Your instructions: Output the data word for word. Begin at its first line and end at the line with "output: a list".

Data to process:
- - -

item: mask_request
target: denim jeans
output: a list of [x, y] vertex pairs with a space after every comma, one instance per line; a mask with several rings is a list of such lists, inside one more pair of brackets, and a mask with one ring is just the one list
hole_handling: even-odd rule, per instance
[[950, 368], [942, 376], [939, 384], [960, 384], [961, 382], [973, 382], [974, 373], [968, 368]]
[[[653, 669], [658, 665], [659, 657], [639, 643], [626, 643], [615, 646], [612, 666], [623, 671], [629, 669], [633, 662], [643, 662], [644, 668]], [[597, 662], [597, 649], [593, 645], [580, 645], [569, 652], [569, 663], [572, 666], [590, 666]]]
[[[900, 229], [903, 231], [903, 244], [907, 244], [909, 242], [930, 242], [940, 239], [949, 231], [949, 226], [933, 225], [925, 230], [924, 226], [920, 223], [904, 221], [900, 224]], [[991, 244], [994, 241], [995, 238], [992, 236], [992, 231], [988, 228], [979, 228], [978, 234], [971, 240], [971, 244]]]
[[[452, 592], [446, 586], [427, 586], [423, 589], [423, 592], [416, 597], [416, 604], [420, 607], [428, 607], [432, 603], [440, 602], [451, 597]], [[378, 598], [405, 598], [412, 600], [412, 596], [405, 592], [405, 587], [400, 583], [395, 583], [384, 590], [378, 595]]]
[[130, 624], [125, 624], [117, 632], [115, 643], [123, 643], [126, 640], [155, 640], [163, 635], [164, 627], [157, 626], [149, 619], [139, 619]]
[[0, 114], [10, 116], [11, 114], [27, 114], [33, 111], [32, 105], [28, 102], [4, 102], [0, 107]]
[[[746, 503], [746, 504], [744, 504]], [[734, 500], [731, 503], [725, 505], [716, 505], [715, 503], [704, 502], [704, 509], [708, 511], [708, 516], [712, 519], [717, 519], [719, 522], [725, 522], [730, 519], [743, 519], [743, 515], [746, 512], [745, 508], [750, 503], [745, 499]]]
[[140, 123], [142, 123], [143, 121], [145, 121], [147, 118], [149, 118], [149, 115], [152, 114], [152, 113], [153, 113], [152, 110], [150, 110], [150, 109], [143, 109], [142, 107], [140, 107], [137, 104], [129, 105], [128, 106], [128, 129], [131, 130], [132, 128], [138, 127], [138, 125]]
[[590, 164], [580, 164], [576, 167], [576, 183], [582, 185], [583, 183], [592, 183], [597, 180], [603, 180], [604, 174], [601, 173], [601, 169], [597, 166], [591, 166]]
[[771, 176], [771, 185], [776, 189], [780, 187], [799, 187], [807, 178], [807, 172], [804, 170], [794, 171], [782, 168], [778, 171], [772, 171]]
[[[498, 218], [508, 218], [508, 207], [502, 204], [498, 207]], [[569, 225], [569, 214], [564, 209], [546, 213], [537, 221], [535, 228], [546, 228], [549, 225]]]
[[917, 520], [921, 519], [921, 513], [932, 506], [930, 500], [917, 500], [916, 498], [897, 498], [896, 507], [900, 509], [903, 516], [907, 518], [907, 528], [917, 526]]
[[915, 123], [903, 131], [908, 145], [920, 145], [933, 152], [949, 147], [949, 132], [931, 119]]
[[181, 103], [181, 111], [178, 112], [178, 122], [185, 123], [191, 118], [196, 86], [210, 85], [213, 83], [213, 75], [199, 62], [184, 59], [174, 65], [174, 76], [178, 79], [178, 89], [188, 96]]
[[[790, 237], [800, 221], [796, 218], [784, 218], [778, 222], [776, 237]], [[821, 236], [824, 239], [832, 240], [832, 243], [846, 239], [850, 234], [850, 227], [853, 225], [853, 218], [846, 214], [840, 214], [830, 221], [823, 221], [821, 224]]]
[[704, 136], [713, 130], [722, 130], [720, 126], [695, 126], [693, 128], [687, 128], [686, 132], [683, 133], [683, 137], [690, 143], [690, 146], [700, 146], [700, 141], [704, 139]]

- - -

Response to the task:
item: mask_request
target: denim jeans
output: a list of [x, y] vertex pairs with a space after every comma, one instance per line; a mask with several rings is a list of such lists, inside one more pair of brackets, and a mask with one ring is just the one list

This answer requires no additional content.